HABIC considers new programs on a selective basis, evaluating a number of factors relating to the interest and commitment to the human-animal bond and the therapeutic use of companion animals. Inquiries can be initiated through the HABIC office. A written agreement of participation is required.
Human-Animal teams provide opportunities for therapeutic, motivational, educational, and recreational benefits to enhance quality of life. AAA helps to relieve loneliness and provide emotional support. Through forms of contact with the client, such as petting, brushing, and speaking, human-animal teams (e.g., trained owner/dog) are a source of comfort in hospitals, long-term care, and rehabilitation facilities. In many AAA scenarios the animal serves as a facilitator, allowing a client to relate to professionals and HABIC volunteers in ways that would not otherwise be possible.
Animal-assisted activity teams bring comfort to patients of all ages and their families in general medical, pediatric, oncology, orthopedic, obstetrics, surgical, and intensive care waiting areas. Animal-assisted therapy teams collaborate over time with physical and occupational therapists in medical and psychological rehabilitation units to help patients achieve treatment goals.
HABIC teams currently visit with patients and their families at these hospitals:
Presbyterian Saint Luke’s – Denver
St. Josephs – Denver
VA Hospital – Denver
Highlands Behavioral Health – Littleton
Working with facility staff, HABIC teams are able to provide both AAA and AAT services to persons in long-term care, residential treatment centers, correctional programs, and other facilities, as well as those undergoing intervention services. Volunteers, animals, and residents alike benefit from the long-lasting and meaningful relationships fostered in weekly visitation programs.

> EXCERPTED DATA:
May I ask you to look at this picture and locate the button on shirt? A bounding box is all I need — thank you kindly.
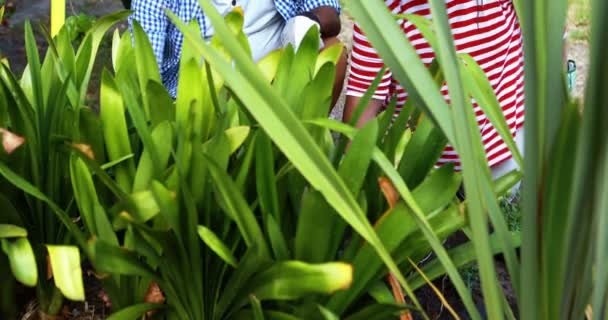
[130,0,340,97]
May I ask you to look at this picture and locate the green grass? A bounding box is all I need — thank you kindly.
[568,0,591,41]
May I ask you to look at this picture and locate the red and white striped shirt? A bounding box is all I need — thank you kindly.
[347,0,524,170]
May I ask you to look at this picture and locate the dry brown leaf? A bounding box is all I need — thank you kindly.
[0,128,25,154]
[144,281,166,317]
[386,273,414,320]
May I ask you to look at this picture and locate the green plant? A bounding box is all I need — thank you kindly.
[59,8,517,319]
[0,13,125,315]
[2,1,519,319]
[351,1,608,319]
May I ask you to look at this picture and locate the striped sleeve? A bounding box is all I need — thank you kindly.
[346,24,392,101]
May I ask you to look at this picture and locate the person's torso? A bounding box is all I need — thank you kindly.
[385,0,524,167]
[164,0,284,68]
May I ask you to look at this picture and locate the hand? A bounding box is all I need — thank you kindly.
[281,16,323,51]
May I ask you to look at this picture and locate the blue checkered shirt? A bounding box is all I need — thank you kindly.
[129,0,340,97]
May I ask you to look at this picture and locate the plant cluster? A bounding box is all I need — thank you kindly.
[0,0,608,319]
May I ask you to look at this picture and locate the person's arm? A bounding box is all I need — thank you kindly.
[310,6,341,38]
[342,96,384,128]
[342,24,392,127]
[129,0,169,67]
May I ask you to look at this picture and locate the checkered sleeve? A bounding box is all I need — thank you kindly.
[129,0,169,66]
[275,0,340,20]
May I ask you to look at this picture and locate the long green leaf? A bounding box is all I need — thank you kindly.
[198,226,238,267]
[0,224,27,238]
[46,245,85,301]
[107,303,164,320]
[205,156,270,256]
[0,238,38,287]
[168,1,426,312]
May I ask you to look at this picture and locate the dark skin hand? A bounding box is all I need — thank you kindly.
[311,6,341,39]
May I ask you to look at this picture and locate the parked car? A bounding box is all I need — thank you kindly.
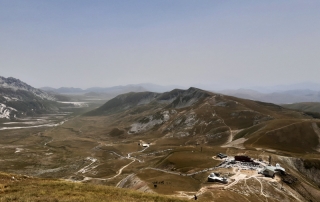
[217,153,228,159]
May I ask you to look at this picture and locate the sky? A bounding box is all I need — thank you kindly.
[0,0,320,88]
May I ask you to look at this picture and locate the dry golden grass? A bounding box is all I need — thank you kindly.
[0,173,184,202]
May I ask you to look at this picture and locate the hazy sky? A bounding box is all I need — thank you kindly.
[0,0,320,88]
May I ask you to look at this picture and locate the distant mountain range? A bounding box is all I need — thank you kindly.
[0,76,58,119]
[40,83,181,95]
[219,89,320,104]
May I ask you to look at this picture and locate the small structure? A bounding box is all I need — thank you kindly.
[217,153,228,159]
[258,163,286,178]
[258,166,276,178]
[208,173,228,184]
[234,156,253,162]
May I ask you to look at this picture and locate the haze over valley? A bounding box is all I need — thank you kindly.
[0,0,320,202]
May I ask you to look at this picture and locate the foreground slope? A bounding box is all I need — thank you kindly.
[0,173,185,202]
[0,88,320,201]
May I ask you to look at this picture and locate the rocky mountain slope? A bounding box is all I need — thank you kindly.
[0,76,57,119]
[86,88,320,152]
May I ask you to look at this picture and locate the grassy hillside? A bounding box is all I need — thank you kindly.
[0,173,185,202]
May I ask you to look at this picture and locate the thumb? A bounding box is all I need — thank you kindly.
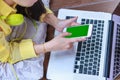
[65,17,78,26]
[59,32,71,37]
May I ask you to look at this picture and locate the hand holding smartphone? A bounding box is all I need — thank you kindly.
[63,24,93,38]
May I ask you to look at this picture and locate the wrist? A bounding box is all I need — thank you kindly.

> PROBLEM DETAILS:
Please copy the part of the HABIC text above word for word, starting with "HABIC considers new" and going on through "otherwise be possible.".

> REPLY:
HABIC considers new programs on a selective basis, evaluating a number of factors relating to the interest and commitment to the human-animal bond and the therapeutic use of companion animals. Inquiries can be initiated through the HABIC office. A written agreement of participation is required.
Human-Animal teams provide opportunities for therapeutic, motivational, educational, and recreational benefits to enhance quality of life. AAA helps to relieve loneliness and provide emotional support. Through forms of contact with the client, such as petting, brushing, and speaking, human-animal teams (e.g., trained owner/dog) are a source of comfort in hospitals, long-term care, and rehabilitation facilities. In many AAA scenarios the animal serves as a facilitator, allowing a client to relate to professionals and HABIC volunteers in ways that would not otherwise be possible.